Repeat the part of the records below that opens with the line containing "A note for the class: find the gabled" and closes with the line containing "<point>127,259</point>", including both of those lines.

WORKING DATA:
________________

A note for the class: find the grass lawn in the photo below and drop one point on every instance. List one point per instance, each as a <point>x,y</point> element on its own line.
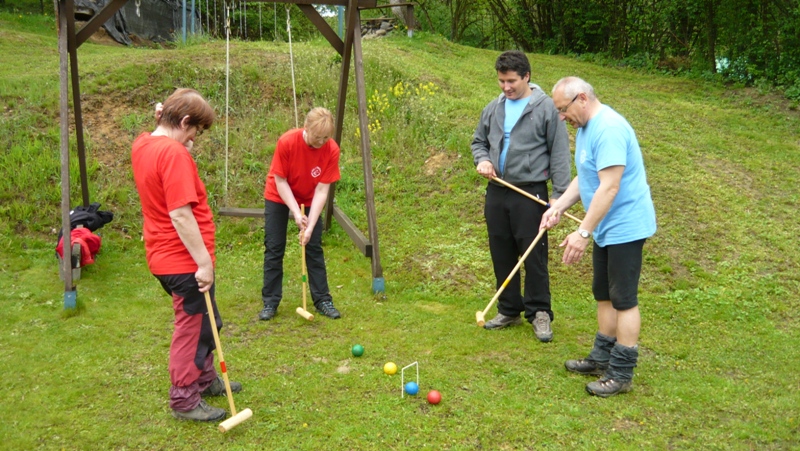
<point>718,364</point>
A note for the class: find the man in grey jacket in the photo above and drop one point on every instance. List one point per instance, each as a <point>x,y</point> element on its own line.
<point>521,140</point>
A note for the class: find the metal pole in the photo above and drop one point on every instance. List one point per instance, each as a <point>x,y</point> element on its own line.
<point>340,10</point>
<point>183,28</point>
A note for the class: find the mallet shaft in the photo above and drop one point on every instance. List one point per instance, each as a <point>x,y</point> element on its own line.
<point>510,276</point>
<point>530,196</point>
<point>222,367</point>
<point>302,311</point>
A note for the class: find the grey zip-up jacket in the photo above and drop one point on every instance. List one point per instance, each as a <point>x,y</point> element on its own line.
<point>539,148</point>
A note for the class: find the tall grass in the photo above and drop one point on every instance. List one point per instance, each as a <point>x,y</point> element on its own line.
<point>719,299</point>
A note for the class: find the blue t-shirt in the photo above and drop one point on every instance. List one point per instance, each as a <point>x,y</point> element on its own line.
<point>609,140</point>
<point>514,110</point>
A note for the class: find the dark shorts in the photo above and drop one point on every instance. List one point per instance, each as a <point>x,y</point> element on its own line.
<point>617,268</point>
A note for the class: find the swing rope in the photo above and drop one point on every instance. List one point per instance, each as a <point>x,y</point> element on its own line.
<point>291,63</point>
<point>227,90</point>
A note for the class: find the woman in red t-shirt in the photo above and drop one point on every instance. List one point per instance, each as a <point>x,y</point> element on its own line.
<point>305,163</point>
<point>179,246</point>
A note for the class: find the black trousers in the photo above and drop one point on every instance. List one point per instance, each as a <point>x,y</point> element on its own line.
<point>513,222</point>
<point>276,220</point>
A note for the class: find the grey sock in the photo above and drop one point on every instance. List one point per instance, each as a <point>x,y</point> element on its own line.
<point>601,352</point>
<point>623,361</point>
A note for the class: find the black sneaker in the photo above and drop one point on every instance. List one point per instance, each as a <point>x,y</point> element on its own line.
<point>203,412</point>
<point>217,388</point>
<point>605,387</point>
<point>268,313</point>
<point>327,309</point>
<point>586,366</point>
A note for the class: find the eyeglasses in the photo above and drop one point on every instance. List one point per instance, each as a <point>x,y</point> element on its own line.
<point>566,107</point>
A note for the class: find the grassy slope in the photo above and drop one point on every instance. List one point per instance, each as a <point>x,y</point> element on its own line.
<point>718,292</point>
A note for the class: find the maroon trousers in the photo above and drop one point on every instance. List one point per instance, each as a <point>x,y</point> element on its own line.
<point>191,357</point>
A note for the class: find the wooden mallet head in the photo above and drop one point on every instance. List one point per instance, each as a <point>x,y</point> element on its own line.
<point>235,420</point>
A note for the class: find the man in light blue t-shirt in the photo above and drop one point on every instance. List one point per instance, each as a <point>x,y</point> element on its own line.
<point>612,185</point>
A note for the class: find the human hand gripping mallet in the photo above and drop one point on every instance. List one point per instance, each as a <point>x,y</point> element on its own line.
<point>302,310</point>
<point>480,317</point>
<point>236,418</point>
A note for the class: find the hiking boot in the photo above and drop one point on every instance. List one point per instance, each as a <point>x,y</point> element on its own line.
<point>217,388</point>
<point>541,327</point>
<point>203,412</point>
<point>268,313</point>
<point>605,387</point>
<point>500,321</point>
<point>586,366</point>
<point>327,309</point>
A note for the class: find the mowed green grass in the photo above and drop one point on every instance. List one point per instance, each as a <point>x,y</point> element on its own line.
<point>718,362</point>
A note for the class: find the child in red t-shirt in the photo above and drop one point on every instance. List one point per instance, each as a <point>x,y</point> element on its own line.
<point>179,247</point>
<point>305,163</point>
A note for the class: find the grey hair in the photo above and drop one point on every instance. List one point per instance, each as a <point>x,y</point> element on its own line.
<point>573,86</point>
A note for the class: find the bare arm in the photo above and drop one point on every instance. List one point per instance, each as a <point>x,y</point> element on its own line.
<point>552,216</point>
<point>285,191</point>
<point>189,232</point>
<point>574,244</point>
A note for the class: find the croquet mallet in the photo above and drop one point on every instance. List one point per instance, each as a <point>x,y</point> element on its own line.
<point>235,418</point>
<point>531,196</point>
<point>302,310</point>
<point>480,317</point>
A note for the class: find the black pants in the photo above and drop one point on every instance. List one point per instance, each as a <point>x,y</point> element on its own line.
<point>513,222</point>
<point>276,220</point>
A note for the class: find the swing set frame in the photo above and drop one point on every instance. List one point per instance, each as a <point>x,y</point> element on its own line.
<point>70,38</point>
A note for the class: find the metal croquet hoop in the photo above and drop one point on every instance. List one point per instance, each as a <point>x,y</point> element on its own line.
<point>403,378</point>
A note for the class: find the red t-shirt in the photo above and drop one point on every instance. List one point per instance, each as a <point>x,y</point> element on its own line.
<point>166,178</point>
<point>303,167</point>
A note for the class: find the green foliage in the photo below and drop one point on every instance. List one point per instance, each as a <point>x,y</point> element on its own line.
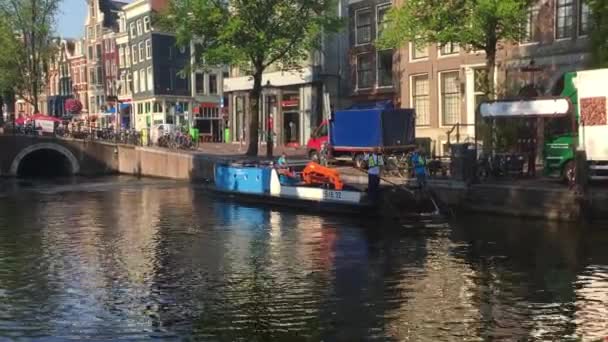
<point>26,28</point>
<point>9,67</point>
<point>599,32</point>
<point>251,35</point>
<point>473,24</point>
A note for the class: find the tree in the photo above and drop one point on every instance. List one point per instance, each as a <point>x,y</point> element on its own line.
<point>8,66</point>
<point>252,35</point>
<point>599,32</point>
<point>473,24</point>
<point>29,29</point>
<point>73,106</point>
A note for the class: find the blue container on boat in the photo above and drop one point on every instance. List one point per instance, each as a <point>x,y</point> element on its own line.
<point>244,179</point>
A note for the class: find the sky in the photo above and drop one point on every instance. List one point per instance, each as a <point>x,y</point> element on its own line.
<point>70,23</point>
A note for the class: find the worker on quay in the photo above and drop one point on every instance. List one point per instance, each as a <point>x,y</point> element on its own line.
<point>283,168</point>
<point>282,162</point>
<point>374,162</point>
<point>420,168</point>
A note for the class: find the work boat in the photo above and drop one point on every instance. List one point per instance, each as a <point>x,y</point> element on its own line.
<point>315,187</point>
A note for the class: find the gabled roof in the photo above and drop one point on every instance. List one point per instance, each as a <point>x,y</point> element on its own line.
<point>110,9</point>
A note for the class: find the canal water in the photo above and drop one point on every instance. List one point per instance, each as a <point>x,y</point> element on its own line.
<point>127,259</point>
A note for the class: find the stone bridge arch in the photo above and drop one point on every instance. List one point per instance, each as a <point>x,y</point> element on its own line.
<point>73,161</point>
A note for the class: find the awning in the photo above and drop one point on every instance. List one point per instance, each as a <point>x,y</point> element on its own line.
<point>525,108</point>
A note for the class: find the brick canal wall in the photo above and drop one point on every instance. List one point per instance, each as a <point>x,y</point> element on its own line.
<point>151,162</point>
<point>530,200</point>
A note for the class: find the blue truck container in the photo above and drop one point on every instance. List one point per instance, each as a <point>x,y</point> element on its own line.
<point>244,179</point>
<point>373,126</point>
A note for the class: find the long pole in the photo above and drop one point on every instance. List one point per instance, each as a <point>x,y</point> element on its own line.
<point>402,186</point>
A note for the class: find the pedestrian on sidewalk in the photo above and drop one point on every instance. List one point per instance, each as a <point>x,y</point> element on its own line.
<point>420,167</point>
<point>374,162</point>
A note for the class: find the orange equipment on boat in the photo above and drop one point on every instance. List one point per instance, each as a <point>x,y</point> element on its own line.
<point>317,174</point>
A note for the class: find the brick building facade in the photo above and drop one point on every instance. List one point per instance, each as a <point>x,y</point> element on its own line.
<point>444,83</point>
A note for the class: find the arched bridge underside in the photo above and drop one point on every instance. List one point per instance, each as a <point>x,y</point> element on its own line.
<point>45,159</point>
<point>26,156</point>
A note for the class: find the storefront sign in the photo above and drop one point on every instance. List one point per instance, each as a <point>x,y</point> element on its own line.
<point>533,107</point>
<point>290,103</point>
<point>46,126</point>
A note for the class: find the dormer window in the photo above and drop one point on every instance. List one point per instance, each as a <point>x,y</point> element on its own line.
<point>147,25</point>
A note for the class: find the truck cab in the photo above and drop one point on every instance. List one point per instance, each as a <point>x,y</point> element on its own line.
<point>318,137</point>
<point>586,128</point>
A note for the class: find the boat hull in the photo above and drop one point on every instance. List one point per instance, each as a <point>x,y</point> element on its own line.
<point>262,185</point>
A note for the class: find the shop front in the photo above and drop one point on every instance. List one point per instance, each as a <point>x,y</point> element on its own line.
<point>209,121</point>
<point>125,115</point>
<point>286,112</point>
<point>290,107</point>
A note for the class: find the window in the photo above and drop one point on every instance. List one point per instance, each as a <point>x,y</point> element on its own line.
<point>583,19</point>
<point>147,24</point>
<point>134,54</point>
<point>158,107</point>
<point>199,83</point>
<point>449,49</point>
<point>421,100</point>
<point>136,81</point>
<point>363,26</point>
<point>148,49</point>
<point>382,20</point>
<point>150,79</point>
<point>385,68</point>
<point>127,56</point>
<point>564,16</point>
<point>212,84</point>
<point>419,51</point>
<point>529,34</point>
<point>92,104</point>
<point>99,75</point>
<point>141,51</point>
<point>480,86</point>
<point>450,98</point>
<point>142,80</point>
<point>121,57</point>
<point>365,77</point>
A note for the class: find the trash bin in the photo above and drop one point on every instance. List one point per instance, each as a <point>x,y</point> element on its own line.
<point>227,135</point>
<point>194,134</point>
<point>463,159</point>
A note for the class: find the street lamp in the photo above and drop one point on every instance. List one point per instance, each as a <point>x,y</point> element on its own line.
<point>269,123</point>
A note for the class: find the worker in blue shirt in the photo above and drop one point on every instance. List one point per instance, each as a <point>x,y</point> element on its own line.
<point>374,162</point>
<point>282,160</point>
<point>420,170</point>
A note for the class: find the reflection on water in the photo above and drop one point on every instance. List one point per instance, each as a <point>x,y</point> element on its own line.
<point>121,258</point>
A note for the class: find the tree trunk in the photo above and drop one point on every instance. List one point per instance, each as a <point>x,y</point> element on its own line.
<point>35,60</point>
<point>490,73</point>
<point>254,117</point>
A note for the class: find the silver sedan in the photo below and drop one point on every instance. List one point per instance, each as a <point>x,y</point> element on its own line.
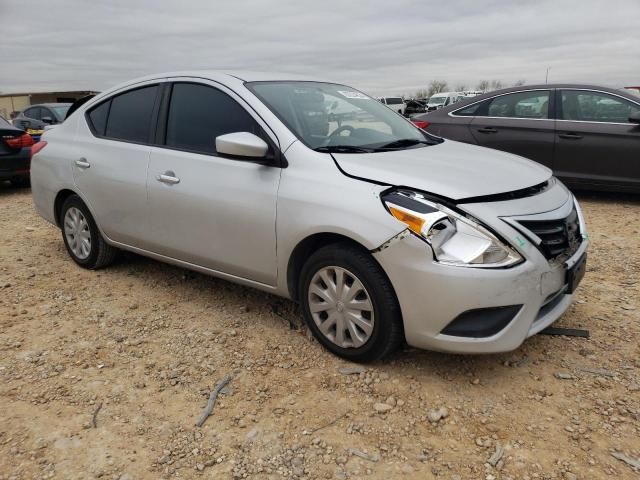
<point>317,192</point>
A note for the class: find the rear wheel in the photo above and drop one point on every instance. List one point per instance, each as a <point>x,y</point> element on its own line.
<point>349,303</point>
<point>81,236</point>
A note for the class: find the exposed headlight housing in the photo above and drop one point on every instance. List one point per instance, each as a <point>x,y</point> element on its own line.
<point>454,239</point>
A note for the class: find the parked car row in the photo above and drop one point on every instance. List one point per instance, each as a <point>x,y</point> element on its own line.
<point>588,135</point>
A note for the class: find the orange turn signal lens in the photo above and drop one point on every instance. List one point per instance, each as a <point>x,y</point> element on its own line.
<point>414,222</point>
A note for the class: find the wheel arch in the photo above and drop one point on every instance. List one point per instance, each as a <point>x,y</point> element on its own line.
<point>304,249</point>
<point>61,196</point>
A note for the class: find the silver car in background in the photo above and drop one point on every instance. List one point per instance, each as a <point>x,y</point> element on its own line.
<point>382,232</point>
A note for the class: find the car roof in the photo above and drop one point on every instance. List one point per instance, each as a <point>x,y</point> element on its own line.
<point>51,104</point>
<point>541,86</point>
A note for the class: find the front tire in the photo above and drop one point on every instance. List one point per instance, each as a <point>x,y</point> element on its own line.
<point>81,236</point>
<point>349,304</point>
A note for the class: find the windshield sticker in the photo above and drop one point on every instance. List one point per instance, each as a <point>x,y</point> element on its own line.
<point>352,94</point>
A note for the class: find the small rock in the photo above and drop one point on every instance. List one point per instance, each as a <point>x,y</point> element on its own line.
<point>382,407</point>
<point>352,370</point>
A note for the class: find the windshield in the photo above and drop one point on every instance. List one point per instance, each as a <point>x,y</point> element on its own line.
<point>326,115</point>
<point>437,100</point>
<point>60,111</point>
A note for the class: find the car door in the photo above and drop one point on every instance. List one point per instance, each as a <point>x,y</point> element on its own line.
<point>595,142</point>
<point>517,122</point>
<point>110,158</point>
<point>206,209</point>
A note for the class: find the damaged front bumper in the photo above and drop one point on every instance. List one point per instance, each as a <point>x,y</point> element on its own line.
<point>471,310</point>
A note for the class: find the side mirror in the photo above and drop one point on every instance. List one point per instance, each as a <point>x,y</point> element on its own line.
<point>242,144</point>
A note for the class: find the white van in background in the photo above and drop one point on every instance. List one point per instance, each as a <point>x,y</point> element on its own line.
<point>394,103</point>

________________

WRITTEN SOLUTION:
A note for the class: find the gabled roof in the photo above and drop one point on every instance. List one point per instance, each as a <point>x,y</point> element on its own line.
<point>110,9</point>
A note for the class: find the canal water in the photo above and drop one point on every instance. List one point per instance, each as a <point>x,y</point> element on its own line.
<point>127,259</point>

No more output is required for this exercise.